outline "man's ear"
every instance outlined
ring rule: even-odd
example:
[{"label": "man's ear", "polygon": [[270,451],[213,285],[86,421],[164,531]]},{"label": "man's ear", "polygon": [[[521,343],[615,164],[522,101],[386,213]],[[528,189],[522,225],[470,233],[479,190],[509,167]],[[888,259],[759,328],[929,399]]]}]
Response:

---+---

Set task ::
Render the material above as a JSON list of strings, one string per line, leaving out any blank lines.

Result ::
[
  "outline \"man's ear\"",
  "every instance outlined",
  "ring rule: even-odd",
  "example:",
  "[{\"label\": \"man's ear\", \"polygon\": [[270,451],[213,285],[86,421],[164,531]]},{\"label\": \"man's ear\", \"polygon\": [[[521,343],[615,164],[522,101],[386,213]],[[528,189],[522,225],[470,233],[479,190],[509,167]],[[888,259],[759,328],[929,399]]]}]",
  "Response:"
]